Problema breve a: ¿Puedes actualizar las entradas desde la línea que contiene "the white background." hasta el final de las entradas, ambas incluidas, cambiando "locator" por "detector" y dejando todo lo demás igual?

Se los encuentra en su alcoba, en el comedor y hasta en el cuarto de baño. Aquí “Lady Macbeth” lavándose la mano; más allá “Catalina de Aragón” reclamando sus derechos de reina y esposa, o el “Rey Lear”, de luenga barba, echando maldiciones contra el cielo y la tierra. Por otra parte el fiero “Gloucester”, de horrible catadura; el vividor “Falstaff”, panzudo y dicharachero; más lejos el judío “Shylock” ante el tribunal presidido por la espiritual “Porcia”. No faltan Antonio discurriendo ante el cadáver de César, ni “Kaliban” y “Ariel”, seres imaginarios que parecen reales; “Romeo” ante el alquimista; “Julieta” con su nodriza, “Ofelia” tirándose al agua; en fin, todas las figuras que el arte creó, y la humanidad entera ha hecho suyas, reconociéndolas como de su propia sustancia.

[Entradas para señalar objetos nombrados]
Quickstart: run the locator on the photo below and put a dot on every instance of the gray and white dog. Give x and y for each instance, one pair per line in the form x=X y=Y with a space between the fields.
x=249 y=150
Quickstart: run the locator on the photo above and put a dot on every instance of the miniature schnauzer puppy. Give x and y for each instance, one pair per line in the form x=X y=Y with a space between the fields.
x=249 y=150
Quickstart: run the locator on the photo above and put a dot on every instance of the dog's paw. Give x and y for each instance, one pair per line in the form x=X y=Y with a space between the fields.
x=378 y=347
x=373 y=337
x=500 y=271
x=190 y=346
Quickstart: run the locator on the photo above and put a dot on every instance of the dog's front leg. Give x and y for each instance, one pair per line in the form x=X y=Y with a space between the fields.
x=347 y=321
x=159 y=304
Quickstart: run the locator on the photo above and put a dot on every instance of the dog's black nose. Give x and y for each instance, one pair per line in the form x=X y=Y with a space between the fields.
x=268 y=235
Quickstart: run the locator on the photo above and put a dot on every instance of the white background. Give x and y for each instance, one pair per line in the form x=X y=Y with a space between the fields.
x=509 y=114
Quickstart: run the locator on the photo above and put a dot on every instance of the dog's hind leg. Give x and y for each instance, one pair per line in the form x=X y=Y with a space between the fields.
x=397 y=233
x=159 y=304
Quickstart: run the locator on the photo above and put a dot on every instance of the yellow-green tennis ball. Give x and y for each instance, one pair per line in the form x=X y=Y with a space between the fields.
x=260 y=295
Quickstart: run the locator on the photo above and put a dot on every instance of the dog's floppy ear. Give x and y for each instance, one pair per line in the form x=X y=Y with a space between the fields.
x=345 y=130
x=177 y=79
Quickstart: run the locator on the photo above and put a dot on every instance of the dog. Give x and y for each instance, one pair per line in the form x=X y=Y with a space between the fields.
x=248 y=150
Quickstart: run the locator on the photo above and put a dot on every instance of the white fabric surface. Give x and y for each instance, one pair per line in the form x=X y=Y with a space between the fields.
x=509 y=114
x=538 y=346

Problema breve b:
Responde a partir de la fuente:
(i) ¿Qué está haciendo "Lady Macbeth"?
(ii) ¿Quién preside el tribunal ante el que aparece "Shylock"?
(iii) ¿Qué hace "Ofelia"?

Respuesta a:
Quickstart: run the detector on the photo above and put a dot on every instance of the white background. Give x and y for each instance, one pair per line in the form x=X y=Y with a space between the fields.
x=509 y=114
Quickstart: run the detector on the photo above and put a dot on every instance of the dog's hind leg. Give x and y for each instance, one pair per line in the form x=X y=Y with a space between the fields.
x=397 y=233
x=159 y=304
Quickstart: run the detector on the photo above and put a dot on every instance of the yellow-green tennis ball. Give x and y for each instance, one pair per line in the form x=X y=Y with a space between the fields.
x=260 y=295
Quickstart: run the detector on the photo above and put a dot on every instance of the dog's floppy ear. Give x and y for each instance, one pair per line in the form x=X y=Y with a space between the fields.
x=345 y=130
x=177 y=79
Quickstart: run the detector on the photo above and put a dot on every instance of the dog. Give x and y for each instance, one pair per line in the form x=X y=Y with a space between the fields.
x=248 y=150
Quickstart: run the detector on the photo above and put a dot on every instance of the white fabric surface. Give x and y for each instance, one pair per line in the form x=X y=Y with a space between the fields.
x=509 y=114
x=538 y=346

Respuesta b:
(i) Se está lavando la mano.
(ii) La espiritual "Porcia".
(iii) Se tira al agua.